* Provided text
Share Prices & Company Research

Press Release

26 April 2019

From Greece to Japan

With the recent focus on Brexit and the US-China trade talks, it may have gone largely unnoticed that the yield on Greek debt touched its lowest point since 2005, prior to the Eurozone debt crisis. The benchmark ten-year Greek paper fell to a yield of 3.274%, which is a significant contrast to the 40% yields noted in 2011. The International Monetary Fund has predicted robust gross domestic product (GDP) growth of 2.4% for Greece throughout 2019. The success comes as we continue to observe loose monetary policy from the US Federal Reserve and the European Central Bank.

An interesting article in the Financial Times this week highlighted a notable contrast between the level of national savings in the UK and other member countries of the Organisation for Economic Cooperation and Development (OECD). As a nation, Britain is spending more money than it is earning. In the third quarter of 2018, the UK borrowed 5.1% of GDP from overseas, showing a very low level of national savings in contrast to places such as Germany, where saving is more of a habit. Despite this, Britain’s borrowing has fallen to the lowest level for 17 years for the financial year to April 2019, according to figures from the Office for National Statistics. Total borrowing fell to £24.7bn in 2018/19, down from £41.8bn in 2017/18. Bulging UK borrowing is now a familiar story, especially in terms of consumer credit thanks in particular to the growth of unsecured car finance borrowing. 
For those with capital to invest, buy-to-let property has long been a favourite asset class for private investors. However, the attractiveness of buying a property to rent out has been falling in recent times due to changes to stamp duty rules, requiring the payment of a 3% stamp duty surcharge on the purchase of additional properties. By 2020, owners of additional homes will no longer be able to offset mortgage interest costs against any rental income. In a further dent to the buy-to-let proposition, the Government is considering a ban on Section 21 notices that allow landlords to evict tenants eight weeks after their rental agreement has expired, which in some circumstances may have allowed landlords to evict an incumbent tenant and let the property to a new tenant at a higher level of rent. The Investors Chronicle put forward the argument that this change tackles a symptom rather than the cause, which is an overall shortage of housing stock. Arguably, any change must consider both the needs of an ordinary landlord to achieve a return on capital and those of tenants too.

* Tasks to complete
A. Translate this sentence from the press release into Spanish: "As a nation, Britain is spending more money than it is earning."
B. Please write out everything in the press release from "An interesting article" down to "car finance borrowing.".
Draw only on the press release.

* Data listing

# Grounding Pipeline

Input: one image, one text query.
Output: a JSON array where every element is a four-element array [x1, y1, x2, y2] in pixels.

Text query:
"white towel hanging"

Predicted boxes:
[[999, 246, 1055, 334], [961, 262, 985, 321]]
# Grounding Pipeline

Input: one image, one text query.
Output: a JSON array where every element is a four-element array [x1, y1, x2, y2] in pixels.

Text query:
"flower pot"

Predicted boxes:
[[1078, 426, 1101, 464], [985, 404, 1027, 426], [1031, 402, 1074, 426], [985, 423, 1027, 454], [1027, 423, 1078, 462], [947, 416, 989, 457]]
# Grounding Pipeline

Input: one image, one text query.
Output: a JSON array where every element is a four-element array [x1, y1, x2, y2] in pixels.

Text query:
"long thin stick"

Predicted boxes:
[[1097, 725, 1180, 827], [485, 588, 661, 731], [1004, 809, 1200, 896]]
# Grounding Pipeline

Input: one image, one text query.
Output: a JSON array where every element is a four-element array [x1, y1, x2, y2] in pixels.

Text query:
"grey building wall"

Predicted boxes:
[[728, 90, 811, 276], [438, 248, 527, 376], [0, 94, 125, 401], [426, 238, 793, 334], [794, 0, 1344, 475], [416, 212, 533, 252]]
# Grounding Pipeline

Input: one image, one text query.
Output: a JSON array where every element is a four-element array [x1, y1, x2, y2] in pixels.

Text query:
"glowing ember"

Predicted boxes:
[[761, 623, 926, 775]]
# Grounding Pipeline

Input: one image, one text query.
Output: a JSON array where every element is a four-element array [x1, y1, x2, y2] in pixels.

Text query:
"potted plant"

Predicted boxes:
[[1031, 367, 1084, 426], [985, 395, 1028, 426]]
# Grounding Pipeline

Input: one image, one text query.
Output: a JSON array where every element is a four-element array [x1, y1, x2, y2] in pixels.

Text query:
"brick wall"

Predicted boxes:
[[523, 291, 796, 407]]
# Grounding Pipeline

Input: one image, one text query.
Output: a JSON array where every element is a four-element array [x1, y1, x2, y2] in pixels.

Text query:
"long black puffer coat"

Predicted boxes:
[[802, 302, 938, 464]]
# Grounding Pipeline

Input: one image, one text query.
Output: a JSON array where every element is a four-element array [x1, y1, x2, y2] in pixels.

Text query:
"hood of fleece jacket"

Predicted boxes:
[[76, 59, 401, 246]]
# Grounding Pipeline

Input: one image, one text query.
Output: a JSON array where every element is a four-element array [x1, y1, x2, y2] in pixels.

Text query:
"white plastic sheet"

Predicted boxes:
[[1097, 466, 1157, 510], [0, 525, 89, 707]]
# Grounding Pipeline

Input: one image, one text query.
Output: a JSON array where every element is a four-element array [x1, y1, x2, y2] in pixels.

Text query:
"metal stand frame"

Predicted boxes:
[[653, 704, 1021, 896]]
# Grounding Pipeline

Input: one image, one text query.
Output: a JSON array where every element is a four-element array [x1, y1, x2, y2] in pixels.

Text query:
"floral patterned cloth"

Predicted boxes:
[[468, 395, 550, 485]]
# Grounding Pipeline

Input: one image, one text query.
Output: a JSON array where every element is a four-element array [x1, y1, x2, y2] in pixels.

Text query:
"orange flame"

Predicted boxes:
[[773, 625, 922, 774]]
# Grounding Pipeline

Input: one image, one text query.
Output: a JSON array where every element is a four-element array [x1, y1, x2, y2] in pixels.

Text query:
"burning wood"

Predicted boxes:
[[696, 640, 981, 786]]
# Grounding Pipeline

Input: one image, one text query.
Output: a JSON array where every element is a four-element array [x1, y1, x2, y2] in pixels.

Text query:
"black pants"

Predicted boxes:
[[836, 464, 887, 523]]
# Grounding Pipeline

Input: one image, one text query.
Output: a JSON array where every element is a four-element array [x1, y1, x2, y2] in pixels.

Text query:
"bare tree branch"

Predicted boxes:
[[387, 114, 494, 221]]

* Task answers
A. Como nación, Gran Bretaña está gastando más dinero del que gana.

B.
An interesting article in the Financial Times this week highlighted a notable contrast between the level of national savings in the UK and other member countries of the Organisation for Economic Cooperation and Development (OECD). As a nation, Britain is spending more money than it is earning. In the third quarter of 2018, the UK borrowed 5.1% of GDP from overseas, showing a very low level of national savings in contrast to places such as Germany, where saving is more of a habit. Despite this, Britain’s borrowing has fallen to the lowest level for 17 years for the financial year to April 2019, according to figures from the Office for National Statistics. Total borrowing fell to £24.7bn in 2018/19, down from £41.8bn in 2017/18. Bulging UK borrowing is now a familiar story, especially in terms of consumer credit thanks in particular to the growth of unsecured car finance borrowing.